> _Stated task_
Can you reproduce, word for word, the part of the putpixel forum thread between "Post new topic Reply" and "works too slow.", inclusive?
═══ Selected excerpt
OSDev.org

The Place to Start for Operating System Developers
It is currently Thu Mar 28, 2024 2:28 pm

All times are UTC - 6 hours




Post new topic Reply to topic  [ 23 posts ]  Go to page 1, 2  Next
Author Message
 Post subject: More faster putpixel than 0ch?
PostPosted: Sat Jan 28, 2017 3:24 am 
Offline
Member
Member

Joined: Wed Jan 25, 2017 3:37 pm
Posts: 71
And so, my shell works too slow.
Rectangle fills very slow(about 10 seconds).

Here is code:

Code:
for i := x to w do
   begin
     for j := y to j + h do
     begin
      PutPixel(i, j, Color);
     end;
   end;


How to make this code faster?


Top
 Profile  
 
 Post subject: Re: More faster putpixel than 0ch?
PostPosted: Sat Jan 28, 2017 3:29 am 
Offline
Member
Member
User avatar

Joined: Sun Dec 25, 2016 1:54 am
Posts: 204
Hmmmm.... this is a hard one...
══════
═══ Provided records
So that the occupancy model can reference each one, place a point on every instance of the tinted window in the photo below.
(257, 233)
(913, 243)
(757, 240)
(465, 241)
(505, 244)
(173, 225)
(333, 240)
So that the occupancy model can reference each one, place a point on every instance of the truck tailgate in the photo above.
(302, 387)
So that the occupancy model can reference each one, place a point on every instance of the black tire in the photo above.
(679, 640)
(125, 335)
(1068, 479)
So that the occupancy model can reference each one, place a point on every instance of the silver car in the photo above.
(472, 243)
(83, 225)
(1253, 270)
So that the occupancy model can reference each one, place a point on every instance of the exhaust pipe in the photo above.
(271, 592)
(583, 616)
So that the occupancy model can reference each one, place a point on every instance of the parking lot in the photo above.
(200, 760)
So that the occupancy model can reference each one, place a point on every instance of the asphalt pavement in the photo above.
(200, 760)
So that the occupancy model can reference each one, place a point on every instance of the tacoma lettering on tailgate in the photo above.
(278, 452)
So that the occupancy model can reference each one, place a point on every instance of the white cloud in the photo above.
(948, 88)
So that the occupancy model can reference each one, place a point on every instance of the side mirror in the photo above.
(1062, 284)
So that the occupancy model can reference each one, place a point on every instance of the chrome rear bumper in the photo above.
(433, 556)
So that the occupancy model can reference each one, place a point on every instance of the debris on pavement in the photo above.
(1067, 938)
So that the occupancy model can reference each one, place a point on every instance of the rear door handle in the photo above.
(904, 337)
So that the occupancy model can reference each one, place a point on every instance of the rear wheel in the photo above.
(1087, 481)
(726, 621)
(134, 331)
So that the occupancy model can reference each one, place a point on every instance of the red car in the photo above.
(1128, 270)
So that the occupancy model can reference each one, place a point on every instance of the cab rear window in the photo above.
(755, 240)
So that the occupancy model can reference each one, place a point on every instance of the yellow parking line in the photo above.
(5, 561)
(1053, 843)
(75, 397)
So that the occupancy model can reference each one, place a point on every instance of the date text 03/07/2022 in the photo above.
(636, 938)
══════
> _Completed task_
Post new topic Reply to topic  [ 23 posts ]  Go to page 1, 2  Next
Author Message
 Post subject: More faster putpixel than 0ch?
PostPosted: Sat Jan 28, 2017 3:24 am 
Offline
Member
Member

Joined: Wed Jan 25, 2017 3:37 pm
Posts: 71
And so, my shell works too slow.